The problem => Return, word for word, only the lines from the one containing "the navy blue" through the last line of the entries.

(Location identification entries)
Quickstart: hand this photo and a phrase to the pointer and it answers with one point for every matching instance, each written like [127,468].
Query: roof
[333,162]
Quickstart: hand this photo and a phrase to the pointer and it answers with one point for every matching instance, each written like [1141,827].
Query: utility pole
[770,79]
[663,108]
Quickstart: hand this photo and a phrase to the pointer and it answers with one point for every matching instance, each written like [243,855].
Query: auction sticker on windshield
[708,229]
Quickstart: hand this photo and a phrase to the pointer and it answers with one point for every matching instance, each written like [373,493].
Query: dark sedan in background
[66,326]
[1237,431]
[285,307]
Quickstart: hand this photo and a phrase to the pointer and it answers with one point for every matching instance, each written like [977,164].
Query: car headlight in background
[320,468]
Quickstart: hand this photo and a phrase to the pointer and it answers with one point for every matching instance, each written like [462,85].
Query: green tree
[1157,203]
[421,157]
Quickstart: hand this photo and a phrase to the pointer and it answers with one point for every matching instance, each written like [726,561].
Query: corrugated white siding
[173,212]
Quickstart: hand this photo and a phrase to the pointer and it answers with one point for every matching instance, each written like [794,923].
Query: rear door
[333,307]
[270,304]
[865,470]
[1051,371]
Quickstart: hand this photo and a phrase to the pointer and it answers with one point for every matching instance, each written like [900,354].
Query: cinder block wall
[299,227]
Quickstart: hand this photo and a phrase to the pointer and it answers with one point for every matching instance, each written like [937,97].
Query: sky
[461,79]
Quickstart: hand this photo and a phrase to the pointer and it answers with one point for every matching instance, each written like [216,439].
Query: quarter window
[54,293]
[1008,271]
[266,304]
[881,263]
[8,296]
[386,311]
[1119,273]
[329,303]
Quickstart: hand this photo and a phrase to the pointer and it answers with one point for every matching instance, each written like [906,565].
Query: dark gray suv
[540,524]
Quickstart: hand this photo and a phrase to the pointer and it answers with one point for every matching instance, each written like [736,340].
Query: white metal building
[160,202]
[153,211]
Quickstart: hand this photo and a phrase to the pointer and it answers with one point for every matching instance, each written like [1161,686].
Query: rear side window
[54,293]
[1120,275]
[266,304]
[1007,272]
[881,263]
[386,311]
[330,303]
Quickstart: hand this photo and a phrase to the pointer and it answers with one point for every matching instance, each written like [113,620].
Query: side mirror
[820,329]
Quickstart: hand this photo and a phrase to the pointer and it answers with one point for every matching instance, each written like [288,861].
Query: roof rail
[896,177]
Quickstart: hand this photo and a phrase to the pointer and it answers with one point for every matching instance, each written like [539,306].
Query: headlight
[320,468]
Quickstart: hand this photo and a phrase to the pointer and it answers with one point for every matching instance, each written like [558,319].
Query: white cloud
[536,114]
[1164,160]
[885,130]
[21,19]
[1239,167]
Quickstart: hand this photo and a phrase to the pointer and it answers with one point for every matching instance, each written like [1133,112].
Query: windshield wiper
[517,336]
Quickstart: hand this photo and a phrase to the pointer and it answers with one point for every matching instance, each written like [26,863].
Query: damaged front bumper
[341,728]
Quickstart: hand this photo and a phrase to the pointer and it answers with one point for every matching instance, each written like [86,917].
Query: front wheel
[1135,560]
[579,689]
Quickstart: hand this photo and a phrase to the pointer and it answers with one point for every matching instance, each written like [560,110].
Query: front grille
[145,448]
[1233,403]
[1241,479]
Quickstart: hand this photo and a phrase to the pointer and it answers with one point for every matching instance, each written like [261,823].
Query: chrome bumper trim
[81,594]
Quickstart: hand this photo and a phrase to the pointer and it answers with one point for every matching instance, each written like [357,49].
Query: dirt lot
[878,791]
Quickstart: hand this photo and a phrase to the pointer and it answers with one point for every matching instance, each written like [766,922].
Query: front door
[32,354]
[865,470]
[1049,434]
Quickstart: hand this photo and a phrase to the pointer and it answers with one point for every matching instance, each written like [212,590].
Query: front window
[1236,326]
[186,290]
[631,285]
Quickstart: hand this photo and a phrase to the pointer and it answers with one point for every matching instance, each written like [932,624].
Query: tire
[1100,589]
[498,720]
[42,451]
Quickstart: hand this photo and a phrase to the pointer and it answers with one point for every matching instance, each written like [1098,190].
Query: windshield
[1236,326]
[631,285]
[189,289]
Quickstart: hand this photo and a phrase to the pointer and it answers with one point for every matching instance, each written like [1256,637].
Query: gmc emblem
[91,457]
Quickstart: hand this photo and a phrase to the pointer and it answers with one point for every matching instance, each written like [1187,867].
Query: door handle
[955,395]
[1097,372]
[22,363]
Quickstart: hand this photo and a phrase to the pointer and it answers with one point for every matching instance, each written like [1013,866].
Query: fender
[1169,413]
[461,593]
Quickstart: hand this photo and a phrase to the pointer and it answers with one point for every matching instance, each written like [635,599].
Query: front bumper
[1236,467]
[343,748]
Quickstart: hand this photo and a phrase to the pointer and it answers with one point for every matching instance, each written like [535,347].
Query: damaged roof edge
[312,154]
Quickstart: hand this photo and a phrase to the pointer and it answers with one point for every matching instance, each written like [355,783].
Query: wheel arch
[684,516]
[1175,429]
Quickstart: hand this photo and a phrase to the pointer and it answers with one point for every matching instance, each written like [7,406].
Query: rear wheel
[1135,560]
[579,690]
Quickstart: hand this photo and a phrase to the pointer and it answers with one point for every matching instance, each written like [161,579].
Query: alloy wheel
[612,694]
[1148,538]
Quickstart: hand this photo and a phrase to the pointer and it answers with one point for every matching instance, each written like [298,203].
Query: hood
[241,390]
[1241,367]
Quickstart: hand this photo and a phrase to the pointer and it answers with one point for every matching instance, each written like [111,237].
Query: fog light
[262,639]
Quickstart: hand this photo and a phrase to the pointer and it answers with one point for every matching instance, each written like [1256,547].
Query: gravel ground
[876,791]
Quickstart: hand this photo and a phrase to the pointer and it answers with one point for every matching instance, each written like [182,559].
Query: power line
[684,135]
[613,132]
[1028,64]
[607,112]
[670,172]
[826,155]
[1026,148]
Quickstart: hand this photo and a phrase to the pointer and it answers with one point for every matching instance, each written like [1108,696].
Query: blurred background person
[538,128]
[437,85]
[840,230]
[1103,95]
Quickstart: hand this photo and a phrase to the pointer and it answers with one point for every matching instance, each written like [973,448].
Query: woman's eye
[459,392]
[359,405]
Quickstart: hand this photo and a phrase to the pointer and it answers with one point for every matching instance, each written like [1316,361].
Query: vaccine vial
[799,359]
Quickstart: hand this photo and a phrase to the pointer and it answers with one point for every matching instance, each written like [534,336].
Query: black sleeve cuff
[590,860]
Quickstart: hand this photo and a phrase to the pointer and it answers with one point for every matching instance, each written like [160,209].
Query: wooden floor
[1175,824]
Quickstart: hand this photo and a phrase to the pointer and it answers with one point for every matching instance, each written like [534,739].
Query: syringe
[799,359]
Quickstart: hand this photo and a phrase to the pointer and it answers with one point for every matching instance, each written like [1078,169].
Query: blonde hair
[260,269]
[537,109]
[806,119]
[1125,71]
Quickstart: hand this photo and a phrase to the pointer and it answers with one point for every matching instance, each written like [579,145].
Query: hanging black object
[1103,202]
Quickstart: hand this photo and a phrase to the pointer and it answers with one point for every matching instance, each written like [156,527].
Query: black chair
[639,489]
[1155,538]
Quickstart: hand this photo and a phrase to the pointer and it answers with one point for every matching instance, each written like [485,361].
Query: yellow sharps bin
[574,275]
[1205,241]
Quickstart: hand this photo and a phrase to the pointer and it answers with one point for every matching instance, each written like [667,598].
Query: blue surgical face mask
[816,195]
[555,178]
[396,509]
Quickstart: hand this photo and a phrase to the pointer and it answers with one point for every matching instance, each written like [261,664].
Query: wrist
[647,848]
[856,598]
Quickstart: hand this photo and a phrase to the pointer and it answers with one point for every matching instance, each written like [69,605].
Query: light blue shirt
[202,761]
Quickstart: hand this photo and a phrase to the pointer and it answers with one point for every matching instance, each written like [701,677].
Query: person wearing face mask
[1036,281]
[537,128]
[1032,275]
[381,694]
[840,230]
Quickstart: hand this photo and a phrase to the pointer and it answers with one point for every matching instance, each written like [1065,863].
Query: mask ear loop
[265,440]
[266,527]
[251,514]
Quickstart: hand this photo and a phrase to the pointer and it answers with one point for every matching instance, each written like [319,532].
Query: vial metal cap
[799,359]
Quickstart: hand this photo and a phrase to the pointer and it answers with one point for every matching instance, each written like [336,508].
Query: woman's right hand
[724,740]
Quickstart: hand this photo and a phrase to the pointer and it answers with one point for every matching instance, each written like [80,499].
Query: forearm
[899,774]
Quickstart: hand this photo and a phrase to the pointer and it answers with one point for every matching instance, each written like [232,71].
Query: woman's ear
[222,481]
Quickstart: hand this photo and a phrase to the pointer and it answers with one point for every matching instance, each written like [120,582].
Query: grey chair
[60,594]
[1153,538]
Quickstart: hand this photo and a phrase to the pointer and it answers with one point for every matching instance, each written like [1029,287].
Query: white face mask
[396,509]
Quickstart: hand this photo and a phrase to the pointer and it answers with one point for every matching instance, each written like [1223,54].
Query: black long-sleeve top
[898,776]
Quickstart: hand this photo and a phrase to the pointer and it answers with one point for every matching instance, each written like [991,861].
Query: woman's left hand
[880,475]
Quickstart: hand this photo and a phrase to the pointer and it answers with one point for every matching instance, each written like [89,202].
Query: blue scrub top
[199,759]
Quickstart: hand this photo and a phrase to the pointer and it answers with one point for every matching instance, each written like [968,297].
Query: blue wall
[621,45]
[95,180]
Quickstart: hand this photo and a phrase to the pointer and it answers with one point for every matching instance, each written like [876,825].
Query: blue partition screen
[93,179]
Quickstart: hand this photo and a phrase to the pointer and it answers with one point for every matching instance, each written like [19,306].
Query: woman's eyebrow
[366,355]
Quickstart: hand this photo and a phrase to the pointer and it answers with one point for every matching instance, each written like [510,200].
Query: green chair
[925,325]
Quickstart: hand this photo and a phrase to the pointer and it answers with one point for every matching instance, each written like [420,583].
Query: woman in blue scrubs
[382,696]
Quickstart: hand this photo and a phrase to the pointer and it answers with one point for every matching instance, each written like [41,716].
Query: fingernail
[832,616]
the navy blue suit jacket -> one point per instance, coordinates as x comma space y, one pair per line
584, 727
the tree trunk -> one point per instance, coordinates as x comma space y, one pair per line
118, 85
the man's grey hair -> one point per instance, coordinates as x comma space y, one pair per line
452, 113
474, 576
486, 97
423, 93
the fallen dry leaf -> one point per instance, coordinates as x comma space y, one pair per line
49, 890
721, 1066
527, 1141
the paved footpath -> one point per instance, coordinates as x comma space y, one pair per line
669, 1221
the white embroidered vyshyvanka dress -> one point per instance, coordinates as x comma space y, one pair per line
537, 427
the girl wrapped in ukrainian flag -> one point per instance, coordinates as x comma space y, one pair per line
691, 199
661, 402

Exercise response =>
the navy blue suit jacket -> one point per instance, coordinates as x comma space y, one pair per line
584, 727
the tree trunk -> one point per instance, coordinates as x comma space y, one pair per line
118, 85
the man's grey hair -> one point per instance, coordinates as x comma space y, one pair per line
452, 113
474, 576
486, 97
423, 93
the fallen dry leaf -> one point per instance, coordinates as x comma space y, one pair per line
49, 890
721, 1066
527, 1141
the paved footpath -> one point per instance, coordinates as x comma space y, one pair per line
669, 1221
the white embroidered vyshyvanka dress -> one point per instance, coordinates as x comma space y, one pair per line
537, 427
the girl wrapped in ukrainian flag -> one point per instance, coordinates as x comma space y, one pair per line
691, 199
661, 402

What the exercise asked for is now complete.